Given instruction: Restate every row below verbatim, changing nothing.

Supplied data:
>> START

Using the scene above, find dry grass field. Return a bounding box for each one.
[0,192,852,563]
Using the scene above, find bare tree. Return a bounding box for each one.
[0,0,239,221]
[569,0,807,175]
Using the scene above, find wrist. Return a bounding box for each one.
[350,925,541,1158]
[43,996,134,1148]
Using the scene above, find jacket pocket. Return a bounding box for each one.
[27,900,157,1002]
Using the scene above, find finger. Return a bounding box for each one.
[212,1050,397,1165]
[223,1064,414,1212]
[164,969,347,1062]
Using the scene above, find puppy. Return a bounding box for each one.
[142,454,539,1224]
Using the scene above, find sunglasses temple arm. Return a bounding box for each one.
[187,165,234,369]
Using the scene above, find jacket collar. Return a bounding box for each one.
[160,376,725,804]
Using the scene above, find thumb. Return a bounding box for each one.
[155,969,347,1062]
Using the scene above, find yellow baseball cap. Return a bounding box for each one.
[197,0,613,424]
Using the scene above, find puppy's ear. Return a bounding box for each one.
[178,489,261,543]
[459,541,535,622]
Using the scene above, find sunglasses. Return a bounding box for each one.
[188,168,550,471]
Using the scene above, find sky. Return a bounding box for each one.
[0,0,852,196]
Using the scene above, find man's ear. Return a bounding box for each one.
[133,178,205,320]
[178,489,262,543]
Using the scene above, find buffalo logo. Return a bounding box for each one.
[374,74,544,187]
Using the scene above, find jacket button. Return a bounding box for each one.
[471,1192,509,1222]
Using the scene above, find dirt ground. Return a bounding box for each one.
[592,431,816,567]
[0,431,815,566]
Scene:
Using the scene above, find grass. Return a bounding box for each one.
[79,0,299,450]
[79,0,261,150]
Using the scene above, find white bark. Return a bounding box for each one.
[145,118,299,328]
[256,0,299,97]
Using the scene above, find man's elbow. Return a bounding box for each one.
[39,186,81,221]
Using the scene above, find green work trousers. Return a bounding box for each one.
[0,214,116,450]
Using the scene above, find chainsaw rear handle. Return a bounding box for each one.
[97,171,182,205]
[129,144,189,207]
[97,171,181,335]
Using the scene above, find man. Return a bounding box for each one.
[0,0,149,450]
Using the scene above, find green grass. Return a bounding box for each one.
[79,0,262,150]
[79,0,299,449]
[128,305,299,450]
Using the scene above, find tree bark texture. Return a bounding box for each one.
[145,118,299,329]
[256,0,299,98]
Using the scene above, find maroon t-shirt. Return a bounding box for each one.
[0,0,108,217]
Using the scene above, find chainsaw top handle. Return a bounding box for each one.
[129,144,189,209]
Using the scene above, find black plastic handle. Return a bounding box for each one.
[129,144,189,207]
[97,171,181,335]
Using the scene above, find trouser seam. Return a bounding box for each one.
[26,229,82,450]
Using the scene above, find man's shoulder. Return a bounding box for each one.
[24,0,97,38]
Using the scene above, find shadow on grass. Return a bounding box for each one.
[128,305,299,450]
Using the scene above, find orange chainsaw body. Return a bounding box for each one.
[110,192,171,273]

>> END

Finished answer:
Using the scene above, find dry grass field. Return a bounding box for each one.
[0,192,852,563]
Using the scene above, find bare tree. Return a bounding box for each one.
[0,0,239,221]
[569,0,807,175]
Using the scene above, find wrist. Return a bounding box for each one.
[350,925,541,1158]
[43,996,134,1148]
Using the scene above, find jacket pocket. Return a bounding box for each one.
[27,900,157,1002]
Using the scene above, find finger. Return a bounding box for each one.
[212,1050,397,1165]
[223,1064,414,1212]
[164,969,347,1062]
Using the scene above, find puppy. Return a bounding box for each one.
[142,454,539,1224]
Using the scene above, find sunglasses temple arm. Return a bounding box for each one.
[187,165,234,369]
Using the scene above, find jacket collar. Return a bounding box for each one.
[160,376,725,804]
Using the scene above, find thumb. Return a bounding box for each one.
[155,969,347,1062]
Using the scene above, find yellow baseball cap. Return a bounding box for each one.
[197,0,613,424]
Using the scene above, find puppy's ear. Return a bounding box for each one.
[178,489,261,543]
[459,541,535,622]
Using the scene above, find sunglasses. Return a bounding box for each one.
[188,168,550,471]
Using the scene above, find sky. Return a bounding box for each one.
[0,0,852,196]
Using the scene above, find man's ear. Return a bounding box for each one.
[133,178,205,320]
[178,489,262,543]
Using the scene above, find buffalo logo. Return a bounding box for each one.
[374,74,544,187]
Using the scene above, find jacket button. Return a bounding box for each one.
[471,1192,509,1222]
Using the scene above, find dirt ground. Return a bounding box for each one.
[592,431,816,567]
[0,431,815,566]
Scene:
Using the scene above, find grass. Return a bounding box for each one.
[79,0,299,450]
[79,0,261,150]
Using the scene above, find white bark. Return a bounding box for each one.
[145,118,299,328]
[256,0,299,97]
Using the scene above, find man's elbow. Return a bounding box for each one.
[39,186,81,221]
Using the scene above, find green work trousers. Return a bounding box for each one.
[0,214,116,450]
Using the scene above, find chainsaw rear handle. Return a bounding box for each one.
[97,171,182,205]
[129,144,189,207]
[97,171,181,335]
Using the scene above, find man. Return a bounding box for each one.
[0,0,149,450]
Using the scene above, find green grass. Return a bounding box for each one.
[79,0,262,150]
[79,0,299,449]
[128,305,299,450]
Using the scene above, find tree bark texture. Return a bounding box for each one.
[145,118,299,329]
[256,0,299,98]
Using the scene above, find maroon t-shirt. Return a bounding box for each one.
[0,0,108,217]
Using the scene above, find chainsaw top handle. Return a bounding box for each one.
[129,144,189,209]
Using the scene above, find black plastic handle. Return a bounding box for each one.
[129,144,189,207]
[97,171,181,335]
Using the scene above, find trouser seam. Return a bounding box for each one.
[26,229,82,450]
Using the scene above, find man's shoulder. Return a bounding box for each one.
[24,0,97,38]
Using the scene above, find shadow on grass. Return a bounding box for each one.
[128,305,299,450]
Using the scene above, find orange chainsaw body. Return a bounding box for each one.
[110,192,171,273]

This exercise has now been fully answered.